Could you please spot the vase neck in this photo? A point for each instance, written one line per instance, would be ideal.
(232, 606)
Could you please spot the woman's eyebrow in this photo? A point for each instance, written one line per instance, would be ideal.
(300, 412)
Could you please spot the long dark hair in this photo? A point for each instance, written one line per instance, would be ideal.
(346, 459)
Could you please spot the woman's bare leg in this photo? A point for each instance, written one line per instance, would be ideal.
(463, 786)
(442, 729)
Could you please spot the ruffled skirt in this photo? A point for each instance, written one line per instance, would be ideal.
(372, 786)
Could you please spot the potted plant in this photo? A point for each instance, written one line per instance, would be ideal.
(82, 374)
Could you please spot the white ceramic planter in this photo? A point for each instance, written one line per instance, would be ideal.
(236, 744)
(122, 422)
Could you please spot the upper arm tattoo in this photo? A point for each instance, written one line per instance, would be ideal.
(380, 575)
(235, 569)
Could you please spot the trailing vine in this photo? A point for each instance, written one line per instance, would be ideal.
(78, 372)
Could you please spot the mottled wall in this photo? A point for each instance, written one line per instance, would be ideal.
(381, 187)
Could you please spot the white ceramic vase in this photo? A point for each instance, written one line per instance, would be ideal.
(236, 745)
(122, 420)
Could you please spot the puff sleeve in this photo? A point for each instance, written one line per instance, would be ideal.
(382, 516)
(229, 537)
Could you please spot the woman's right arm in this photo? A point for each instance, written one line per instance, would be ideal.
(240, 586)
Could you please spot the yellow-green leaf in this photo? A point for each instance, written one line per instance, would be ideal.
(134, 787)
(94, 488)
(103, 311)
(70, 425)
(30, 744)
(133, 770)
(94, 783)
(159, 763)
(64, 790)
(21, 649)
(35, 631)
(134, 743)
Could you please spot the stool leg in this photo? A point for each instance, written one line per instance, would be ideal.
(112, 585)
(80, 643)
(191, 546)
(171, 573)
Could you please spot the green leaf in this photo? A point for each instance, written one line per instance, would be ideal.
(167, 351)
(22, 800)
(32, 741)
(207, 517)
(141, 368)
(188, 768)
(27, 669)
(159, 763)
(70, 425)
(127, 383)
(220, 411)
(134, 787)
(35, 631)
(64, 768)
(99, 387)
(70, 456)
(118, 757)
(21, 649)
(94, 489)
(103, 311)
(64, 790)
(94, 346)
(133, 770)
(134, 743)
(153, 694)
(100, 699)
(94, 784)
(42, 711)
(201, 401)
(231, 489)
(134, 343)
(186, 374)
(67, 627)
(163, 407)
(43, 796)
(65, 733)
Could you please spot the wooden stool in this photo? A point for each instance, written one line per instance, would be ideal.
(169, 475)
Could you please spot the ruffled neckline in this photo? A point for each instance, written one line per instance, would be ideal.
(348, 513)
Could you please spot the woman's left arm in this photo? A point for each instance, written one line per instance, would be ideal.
====
--- PROMPT ---
Repeat every line of the records above exactly.

--- RESULT OF THIS TASK ---
Could you please spot the vase neck in this photo? A point for each instance, written one line per instance, would be ideal.
(232, 606)
Could you please spot the woman's eyebrow in this photo? A point for each instance, written one line per instance, would be ideal.
(300, 412)
Could you please spot the long dark hair in this photo? A point for each instance, written one line per instance, would be ideal.
(346, 459)
Could you please spot the woman's bare leg in this photo? A point for each instance, written one line per instance, would be ideal.
(463, 786)
(442, 729)
Could you please spot the ruffled skirt in this photo? A point for each instance, written one line per instance, would be ideal.
(372, 786)
Could you please spot the potted plant in this photo? A point for each instance, written one line per instance, would be ideal.
(82, 374)
Could you please spot the white ceramic planter in this photo? A point for each instance, written one line per instance, would be ideal.
(236, 744)
(122, 422)
Could you please spot the upper arm tattoo in this photo? A point for each instance, written one line per instance, would be ideal.
(380, 575)
(235, 569)
Could you please spot the trailing vine in this photo? A point for each instance, written one line per instance, would be ideal.
(78, 372)
Could you please spot the mottled wall in this photo? A point for each instance, written one line per instance, would be ideal.
(381, 187)
Could you please spot the white ceramic vase in this photo? A point for each instance, written one line per instance, would be ideal.
(236, 745)
(122, 420)
Could you please spot the puff sleeve in this photo? A point for each instance, written one line per instance, would be ideal.
(382, 516)
(229, 537)
Could you please spot the woman's right arm in this photo? A point for each instance, written one line per instance, would be ideal.
(240, 586)
Could you please spot the yellow-green leaf in this photo? A point for each instance, written one line per instance, would be ideal.
(134, 787)
(94, 488)
(103, 311)
(70, 425)
(30, 744)
(133, 770)
(94, 783)
(159, 763)
(64, 790)
(21, 649)
(35, 631)
(134, 743)
Could you please spot the stool leg in this photo? A point for each instance, written one line per instance, would be ideal.
(112, 585)
(80, 643)
(191, 546)
(171, 573)
Could you please spot the green leaf in this photo? A point for each instance, written one line per instance, would be ideal.
(167, 351)
(22, 800)
(32, 741)
(207, 517)
(141, 368)
(188, 768)
(27, 669)
(159, 763)
(70, 425)
(127, 383)
(220, 411)
(134, 787)
(35, 631)
(64, 768)
(99, 387)
(70, 456)
(118, 757)
(21, 649)
(94, 489)
(103, 311)
(64, 790)
(94, 346)
(133, 770)
(134, 743)
(153, 694)
(100, 699)
(94, 784)
(42, 711)
(201, 401)
(231, 489)
(134, 343)
(186, 374)
(67, 627)
(163, 407)
(43, 796)
(65, 733)
Could you please spot the wooden stool in this photo? A point for each instance, written one line per instance, would be ideal.
(169, 475)
Could you please spot the ruffled neckline in this photo? A point for each instance, written one line per instance, would be ideal.
(348, 513)
Could you please spot the woman's left arm in this photo? A point for each instance, written one line per instance, would be ideal.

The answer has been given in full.